**POLECENIE 1**
Sprawdź, czy poniższe zdania zgadzają się z tekstem o Platformie Obywatelskiej i Europejskiej Partii Ludowej. Przy każdym napisz „tak” lub „nie” i przytocz dosłownie rozstrzygające słowa tekstu: (a) Europejska Partia Ludowa powstała w 1976 roku. (b) Manifest wyborczy EPL pochodzi z 2005 roku. (c) Według tekstu Karol Marks napisał Manifest komunistyczny w Paryżu.
**POLECENIE 2**
Dopisz dalszy ciąg tekstu o Platformie Obywatelskiej i Europejskiej Partii Ludowej, zaczynając od miejsca, w którym się kończy.

**DOSTARCZONY FRAGMENT**
========

Tusk stawia na antykatolicyzm


Tusk stawia na antykatolicyzm
Nasz Dziennik, 2011-07-01
Platforma Obywatelska dąży do całkowitej kontroli życia
publicznego, przyznając sobie status absolutnego
suwerena. Instytucja taka jak Kościół katolicki, który
wypowiada się właśnie w sprawach publicznych, a
nawet wprost politycznych, uznawana jest za
niedopuszczalną konkurencję, którą należy strofować,
ograniczać, a gdy trzeba, to i zwalczać.
Partia władzy, jaką jest Platforma Obywatelska, należy do
Europejskiej Partii Ludowej, która również jest partią władzy,
tyle że na poziomie Unii Europejskiej. Europejska Partia Ludowa (EPL) powstała w roku 1976 w ramach
Międzynarodówki Chrześcijańsko-Demokratycznej. Słowo "międzynarodówka" ma znany nam
wydzwięk, tyle że nawiązujący do komunizmu (międzynarodówka komunistyczna). Zwróćmy też uwagę,
że EPL posiada swoją oficjalną deklarację ideologiczną, określoną mianem Manifestu wyborczego
(2009). To również jest wymowne, bo przecież najbardziej znany jest Manifest komunistyczny napisany
przez Karola Marksa w Brukseli. Czyżby EPL miała być pozytywną przeciwwagą komunizmu?
Odpowiedzią chrześcijańską, tak jak to sugeruje nazwa tej nowej międzynarodówki? Byłoby to bardzo
interesujące, ale czy prawdziwe?

========

**SEKCJA DANYCH**
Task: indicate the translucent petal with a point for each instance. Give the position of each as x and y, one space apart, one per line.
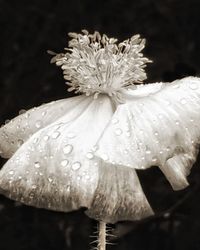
157 128
18 130
57 169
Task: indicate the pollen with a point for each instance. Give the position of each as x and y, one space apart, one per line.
95 64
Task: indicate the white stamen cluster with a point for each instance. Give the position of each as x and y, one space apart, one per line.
95 64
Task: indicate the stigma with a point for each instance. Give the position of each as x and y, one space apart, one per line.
95 64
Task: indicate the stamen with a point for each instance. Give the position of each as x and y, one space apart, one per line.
96 64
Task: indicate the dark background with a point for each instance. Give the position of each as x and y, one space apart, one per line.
27 79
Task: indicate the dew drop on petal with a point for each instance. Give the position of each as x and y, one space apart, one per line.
36 140
55 134
115 121
175 86
154 159
94 148
46 137
76 165
22 111
148 152
50 179
64 163
177 122
37 164
193 85
44 113
67 149
183 101
38 124
104 157
118 131
20 142
156 133
71 135
90 155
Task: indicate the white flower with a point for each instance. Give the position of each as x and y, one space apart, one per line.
84 151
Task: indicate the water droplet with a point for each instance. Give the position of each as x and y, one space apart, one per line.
175 86
71 135
183 101
125 151
44 113
94 148
67 149
46 137
38 124
64 163
37 164
76 165
154 159
193 85
20 142
68 189
87 177
148 152
50 179
90 155
118 131
104 157
35 140
22 111
167 102
115 121
55 134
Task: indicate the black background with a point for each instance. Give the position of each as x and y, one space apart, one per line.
27 79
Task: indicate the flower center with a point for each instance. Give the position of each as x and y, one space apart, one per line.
95 64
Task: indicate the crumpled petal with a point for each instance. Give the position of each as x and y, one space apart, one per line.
19 129
156 126
56 168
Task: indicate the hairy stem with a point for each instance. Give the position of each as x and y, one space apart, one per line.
102 236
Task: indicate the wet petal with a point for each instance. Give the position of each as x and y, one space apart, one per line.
18 130
53 169
160 128
118 196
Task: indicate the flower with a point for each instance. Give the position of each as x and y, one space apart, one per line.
84 151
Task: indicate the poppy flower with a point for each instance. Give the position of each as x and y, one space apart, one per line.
84 151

========

**WYNIK ĆWICZENIA 1**
(a) Tak: „Europejska Partia Ludowa (EPL) powstała w roku 1976”.
(b) Nie: „określoną mianem Manifestu wyborczego (2009)”.
(c) Nie: „napisany przez Karola Marksa w Brukseli”.

**WYNIK ĆWICZENIA 2**
Gdy zaglądamy do manifestu EPL, uderza nas, jak bardzo jest on ubogi ideowo. Kilka hasełek typu:
"tworzenie nowych miejsc pracy", "kontynuowanie reform", promowanie zielonej technologii, elastyczny
wymiar pracy dla rodziców. Nie ma ani jednego słowa o chrześcijaństwie, o wartościach
chrześcijańskich, o dziedzictwie chrześcijańskim, nie mówiąc już o Panu Bogu. Po prostu nic, jakby
chrześcijaństwo, Kościół katolicki, ludzie wierzący nie istnieli. Wynika stąd, że chrześcijańska geneza tej
megapartii rozpłynęła się, a jeśli w jej skład nadal wchodzą różne partie chadeckie, czyli chrześcijańscy
demokraci, to chyba tylko po to, żeby mieć udział w partii władzy.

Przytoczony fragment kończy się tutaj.